Print the records below exactly as they appear.

● SOURCE MATERIAL
******

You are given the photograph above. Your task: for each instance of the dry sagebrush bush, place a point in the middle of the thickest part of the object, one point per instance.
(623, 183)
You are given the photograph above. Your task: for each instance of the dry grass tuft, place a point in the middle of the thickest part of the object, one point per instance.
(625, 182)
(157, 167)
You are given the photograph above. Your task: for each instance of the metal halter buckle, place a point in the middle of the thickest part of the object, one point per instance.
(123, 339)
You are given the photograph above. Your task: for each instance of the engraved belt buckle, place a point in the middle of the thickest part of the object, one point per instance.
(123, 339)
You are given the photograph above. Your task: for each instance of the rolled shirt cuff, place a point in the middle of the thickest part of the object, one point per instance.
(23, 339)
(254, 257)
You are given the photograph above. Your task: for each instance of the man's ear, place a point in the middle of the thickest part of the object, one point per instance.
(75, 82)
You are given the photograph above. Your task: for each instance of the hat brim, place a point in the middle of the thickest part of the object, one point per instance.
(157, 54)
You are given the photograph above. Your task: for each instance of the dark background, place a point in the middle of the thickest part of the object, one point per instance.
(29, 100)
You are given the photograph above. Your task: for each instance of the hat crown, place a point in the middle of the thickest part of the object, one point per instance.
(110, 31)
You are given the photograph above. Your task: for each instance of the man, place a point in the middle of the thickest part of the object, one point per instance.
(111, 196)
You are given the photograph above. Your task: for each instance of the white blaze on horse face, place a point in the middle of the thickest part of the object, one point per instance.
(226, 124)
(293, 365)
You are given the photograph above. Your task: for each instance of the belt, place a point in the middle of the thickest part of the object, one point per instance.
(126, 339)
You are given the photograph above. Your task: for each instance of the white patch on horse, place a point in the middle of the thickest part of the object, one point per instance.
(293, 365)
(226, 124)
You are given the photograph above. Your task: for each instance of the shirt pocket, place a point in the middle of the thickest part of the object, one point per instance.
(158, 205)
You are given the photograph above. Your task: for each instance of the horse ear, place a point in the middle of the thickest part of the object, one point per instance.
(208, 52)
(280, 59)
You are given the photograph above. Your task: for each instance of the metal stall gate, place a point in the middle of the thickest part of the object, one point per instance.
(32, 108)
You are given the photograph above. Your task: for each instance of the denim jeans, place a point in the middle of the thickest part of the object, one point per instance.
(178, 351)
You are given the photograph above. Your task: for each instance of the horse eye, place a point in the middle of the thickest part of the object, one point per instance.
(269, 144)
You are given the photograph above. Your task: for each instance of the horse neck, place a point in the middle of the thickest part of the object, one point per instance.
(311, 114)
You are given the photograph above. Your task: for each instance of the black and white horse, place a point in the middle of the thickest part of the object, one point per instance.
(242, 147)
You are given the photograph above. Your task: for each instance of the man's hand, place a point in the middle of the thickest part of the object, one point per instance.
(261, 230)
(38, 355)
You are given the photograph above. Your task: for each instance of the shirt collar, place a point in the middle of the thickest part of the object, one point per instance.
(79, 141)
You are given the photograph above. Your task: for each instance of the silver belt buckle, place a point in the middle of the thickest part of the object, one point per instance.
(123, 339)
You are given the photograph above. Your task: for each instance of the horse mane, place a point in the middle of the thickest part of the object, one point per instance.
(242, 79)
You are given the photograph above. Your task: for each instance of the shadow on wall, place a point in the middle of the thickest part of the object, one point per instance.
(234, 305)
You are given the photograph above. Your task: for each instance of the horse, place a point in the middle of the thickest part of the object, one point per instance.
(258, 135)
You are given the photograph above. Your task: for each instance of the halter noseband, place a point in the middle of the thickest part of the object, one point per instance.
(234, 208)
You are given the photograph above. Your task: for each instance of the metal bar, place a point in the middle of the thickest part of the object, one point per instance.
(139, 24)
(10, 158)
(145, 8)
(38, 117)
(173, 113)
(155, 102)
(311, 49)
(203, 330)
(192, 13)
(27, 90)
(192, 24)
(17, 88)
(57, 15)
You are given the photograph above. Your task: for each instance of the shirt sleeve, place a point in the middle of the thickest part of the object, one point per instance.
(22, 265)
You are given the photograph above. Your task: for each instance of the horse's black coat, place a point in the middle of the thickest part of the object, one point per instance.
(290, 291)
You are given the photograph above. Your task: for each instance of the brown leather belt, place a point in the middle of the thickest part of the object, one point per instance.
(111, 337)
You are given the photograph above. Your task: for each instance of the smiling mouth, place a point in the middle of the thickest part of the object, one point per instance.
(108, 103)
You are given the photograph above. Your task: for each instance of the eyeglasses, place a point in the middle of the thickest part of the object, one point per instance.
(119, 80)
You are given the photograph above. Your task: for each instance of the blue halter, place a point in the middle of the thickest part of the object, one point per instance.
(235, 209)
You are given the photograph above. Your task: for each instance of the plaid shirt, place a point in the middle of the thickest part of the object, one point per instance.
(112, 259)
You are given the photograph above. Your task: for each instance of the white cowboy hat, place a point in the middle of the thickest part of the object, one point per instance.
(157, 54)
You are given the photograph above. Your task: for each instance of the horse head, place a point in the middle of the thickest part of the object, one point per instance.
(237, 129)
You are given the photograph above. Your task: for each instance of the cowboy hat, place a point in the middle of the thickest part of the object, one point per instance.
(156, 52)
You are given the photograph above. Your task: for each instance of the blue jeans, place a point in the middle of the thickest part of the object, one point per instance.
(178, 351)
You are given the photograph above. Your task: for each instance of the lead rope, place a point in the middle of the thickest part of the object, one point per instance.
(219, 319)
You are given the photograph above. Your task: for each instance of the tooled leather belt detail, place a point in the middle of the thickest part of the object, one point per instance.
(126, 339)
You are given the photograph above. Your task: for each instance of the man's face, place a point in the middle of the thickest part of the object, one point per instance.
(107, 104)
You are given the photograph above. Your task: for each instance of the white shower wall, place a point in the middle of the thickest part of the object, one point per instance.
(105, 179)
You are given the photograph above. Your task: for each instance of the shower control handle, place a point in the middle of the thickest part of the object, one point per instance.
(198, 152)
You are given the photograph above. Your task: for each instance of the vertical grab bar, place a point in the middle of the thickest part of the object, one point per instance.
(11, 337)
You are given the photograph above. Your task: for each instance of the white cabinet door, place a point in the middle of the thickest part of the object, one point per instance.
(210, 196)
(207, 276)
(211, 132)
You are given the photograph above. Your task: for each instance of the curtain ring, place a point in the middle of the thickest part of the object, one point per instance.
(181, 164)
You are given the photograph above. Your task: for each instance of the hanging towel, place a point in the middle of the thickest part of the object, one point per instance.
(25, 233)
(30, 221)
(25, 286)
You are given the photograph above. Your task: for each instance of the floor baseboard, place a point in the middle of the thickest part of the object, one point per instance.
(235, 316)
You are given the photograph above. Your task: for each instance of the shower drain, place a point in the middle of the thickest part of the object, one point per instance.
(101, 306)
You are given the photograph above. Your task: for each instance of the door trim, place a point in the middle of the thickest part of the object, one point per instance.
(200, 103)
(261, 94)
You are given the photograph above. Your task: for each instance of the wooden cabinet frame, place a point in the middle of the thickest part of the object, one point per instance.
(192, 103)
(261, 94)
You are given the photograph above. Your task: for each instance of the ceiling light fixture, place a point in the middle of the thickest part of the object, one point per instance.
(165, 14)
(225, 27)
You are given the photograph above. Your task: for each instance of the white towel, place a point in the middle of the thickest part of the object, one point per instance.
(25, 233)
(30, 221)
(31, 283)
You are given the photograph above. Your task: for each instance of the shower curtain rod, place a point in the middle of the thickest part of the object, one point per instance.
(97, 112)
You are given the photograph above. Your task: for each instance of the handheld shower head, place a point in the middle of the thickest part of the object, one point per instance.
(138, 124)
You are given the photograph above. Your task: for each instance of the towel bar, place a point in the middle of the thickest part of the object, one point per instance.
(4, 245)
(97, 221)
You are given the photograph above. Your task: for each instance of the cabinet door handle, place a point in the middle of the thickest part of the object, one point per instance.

******

● SOLVED EXERCISE
You are given the photograph above. Your task: for each instance of the dry sagebrush bush, place a point in the middle of the thickest part of the object, one point per instance.
(623, 183)
You are given the photograph above. Your task: for each instance of the dry grass tuft, place a point in the middle of the thickest part of the object, one point per instance.
(625, 182)
(157, 167)
You are given the photograph above. Your task: for each instance of the metal halter buckle, place a point in the middle of the thickest part of the object, one point per instance.
(123, 339)
You are given the photograph above. Your task: for each instance of the engraved belt buckle, place a point in the middle of the thickest part of the object, one point per instance.
(123, 339)
You are given the photograph above. Your task: for each instance of the rolled shirt cuff, place a point in the middle of the thickest part of the object, one point per instance.
(23, 339)
(254, 257)
You are given the photograph above. Your task: for each instance of the man's ear, place a point in the middle of the thickest part of the object, one point per instance.
(75, 82)
You are given the photograph above. Your task: for each instance of the hat brim, place a point in the middle of the thickest part of the object, one point per instance.
(157, 54)
You are given the photograph above. Your task: for each instance of the dark background, place a point in the middle of the thickest part of the object, one point per instance.
(29, 100)
You are given the photograph above. Your task: for each instance of the hat crown, place a point in the middle of the thickest part of the object, one point per instance.
(110, 31)
You are given the photograph above. Your task: for each instance of the man, place a point in the middle of the thickest part of the object, one point per instance.
(111, 196)
You are given the photograph above. Your task: for each instance of the white blaze on horse face, place a point in the middle of the thickest part of the object, one point per instance.
(226, 124)
(293, 365)
You are given the photograph above. Your task: for each instance of the belt, place a point in the middle of the thickest part of the object, one point per instance.
(126, 339)
You are given the photograph above. Your task: for each instance of the white patch on horse, place a point in the middle of the thickest part of the object, one point per instance.
(293, 365)
(226, 124)
You are given the photograph above. Your task: for each instance of the shirt pocket, place a point in the middle of the thickest part of the object, one point per instance.
(158, 205)
You are given the photograph above. Your task: for each instance of the horse ear, place a point in the middle of the thickest part of the object, one point per instance.
(208, 52)
(280, 59)
You are given the photograph above. Your task: for each instance of the metal stall gate, place a point in the middle of the thickest part of the object, one point per instance.
(32, 108)
You are given the photograph above. Your task: for each instance of the denim jeans, place a point in the middle of the thickest part of the object, one point per instance.
(178, 351)
You are given the photograph above. Your task: for each instance of the horse eye, place a point in the middle of the thickest part of the object, one point per instance.
(269, 144)
You are given the photograph above. Your task: for each instance of the horse neck, place a point in the middle of the thickest part of the object, one point per instance.
(311, 114)
You are given the photograph above. Your task: for each instance of the black and white horse, place a point in the middle of the thickest part of the object, one point per instance.
(242, 147)
You are given the photograph above. Your task: for each instance of the man's hand, place a point in the middle of the thickest part of the object, one point per instance.
(261, 230)
(38, 355)
You are given the photograph above. Your task: for each instance of the shirt collar, place a point in the middle of the thickest part of the object, one point per instance.
(79, 141)
You are given the photograph above. Your task: for each instance of the silver belt buckle, place a point in the middle of the thickest part of the object, one point per instance.
(123, 339)
You are given the photograph above. Your task: for each instance of the horse mane, place a point in the middle of the thickest part of the object, one point per instance.
(242, 79)
You are given the photograph above. Your task: for each instance of the shadow on wall, place a point in the middle of the thickest part of the object, one point per instance.
(234, 305)
You are given the photograph above. Your task: for each instance of the horse, place a point in the middle of the thickest part of the object, one point per instance.
(258, 135)
You are given the photograph above. Your task: for each instance of the halter noseband, place a point in the middle of the thickest part of the object, one point per instance.
(234, 208)
You are given the photograph above. Your task: for each instance of the metal bar, place a point in the middle of the thickest part of the object, one point per instance.
(139, 24)
(10, 158)
(145, 8)
(38, 117)
(173, 113)
(155, 102)
(311, 49)
(203, 330)
(192, 13)
(27, 90)
(192, 24)
(17, 88)
(57, 15)
You are given the photograph above. Your task: for each instance of the shirt sleeve, place a point in the middle of the thickest part of the object, one point per instance.
(22, 265)
You are given the photograph above. Your task: for each instance of the horse's black coat, place a point in the middle of the thickest part of the object, one point per instance.
(290, 291)
You are given the photograph above. Your task: for each instance of the brown leather belt, place a point in the middle of the thickest part of the object, one point per instance.
(111, 337)
You are given the photograph above. Your task: for each instance of the smiling mouth, place a point in the middle of the thickest part of the object, one point per instance.
(108, 103)
You are given the photograph above. Your task: for each instance of the eyeglasses, place a point in the middle of the thickest part of the object, one point per instance.
(119, 80)
You are given the photograph above. Your task: for each instance of the blue halter, place a point in the middle of the thickest part of the object, one point per instance.
(235, 209)
You are given the photograph above. Your task: for each instance of the plaid shirt, place a point in the middle of the thickest part of the object, one point per instance.
(112, 259)
You are given the photograph above. Your task: for each instance of the white cowboy hat, place a point in the middle of the thickest part of the object, one point per instance.
(157, 54)
You are given the photograph above. Your task: for each instance of the horse head, place a point in the middle of the thickest part of the object, one point per instance.
(237, 129)
You are given the photograph above. Your task: for each instance of the cowboy hat, place a point in the middle of the thickest part of the object, one point per instance.
(156, 52)
You are given the photograph above. Your task: for each instance of the blue jeans, place a point in the middle of the thickest part of the object, one point per instance.
(178, 351)
You are given the photograph above. Your task: for each instance of the lead rope, place a point in the middle of the thickest part of the object, one point per instance.
(219, 319)
You are given the photograph above. Your task: for each instance of the tooled leather belt detail, place a point in the middle of the thickest part of the object, one point per instance.
(126, 339)
You are given the photograph above. Your task: for each instance of the man's face, place a point in the middle of the thickest part of the object, one point per instance.
(107, 104)
You are given the photograph above. Your task: for each instance of the white shower wall, place a point in the middle of the thickest part of the object, one point per instance.
(105, 179)
You are given the photograph above. Your task: for each instance of the shower control handle, place a point in the middle of the thickest part of the object, one point per instance.
(198, 152)
You are given the photograph above. Your task: for each instance of the vertical grab bar, place a point in the middle of the thickest part of the object, one point per instance.
(11, 337)
You are given the photograph above. Your task: for each instance of the white cabinet door, place a point in the middle of the thickest part of the object, one point per instance.
(210, 196)
(207, 276)
(211, 132)
You are given the photograph above. Your task: for each instance of the curtain ring, place a point in the middle of the thickest part of the object, one point per instance.
(181, 164)
You are given the photograph above. Your task: for each instance of the hanging towel, place a point in the middle of the thickest part of the object, one point per instance.
(25, 233)
(30, 221)
(25, 286)
You are given the photograph above. Your task: for each instance of the floor baseboard, place a point in the middle of the thickest part of the object, one point per instance.
(235, 316)
You are given the photograph above. Your task: for each instance of the shower drain, place a point in the middle of the thickest part of the object, one point per instance.
(101, 306)
You are given the photograph above. Your task: for each instance of the door trim, place a point in the middle of the thickest part of the object, one point per instance.
(200, 103)
(261, 94)
You are given the photograph above. Your task: for each instance of the wooden cabinet frame, place a point in the middle of the thickest part of the object, one point per instance.
(192, 103)
(261, 94)
You are given the photograph above. Your task: for each instance of the ceiling light fixture, place a point in the middle of the thickest part of the object, one point per instance.
(165, 14)
(225, 27)
You are given the photograph above. Your task: for each instance of the white towel, place a point in the middle of the thickest part of the object, one point per instance.
(25, 233)
(30, 221)
(31, 283)
You are given the photograph above. Your task: for each instance of the shower curtain rod, place a point in the middle of the thickest part of the object, one point per instance.
(97, 112)
You are given the photograph above. Your task: for each instance of the handheld shower head, place a point in the middle of the thickest part of the object, one point per instance.
(138, 124)
You are given the photograph above. Your task: for each instance of the towel bar, place a point in the middle of the thickest part of the object, one point per instance.
(4, 245)
(97, 221)
You are given the photograph above. Your task: for each instance of the cabinet door handle, place a point in the middle of the thickest part of the object, one point per instance.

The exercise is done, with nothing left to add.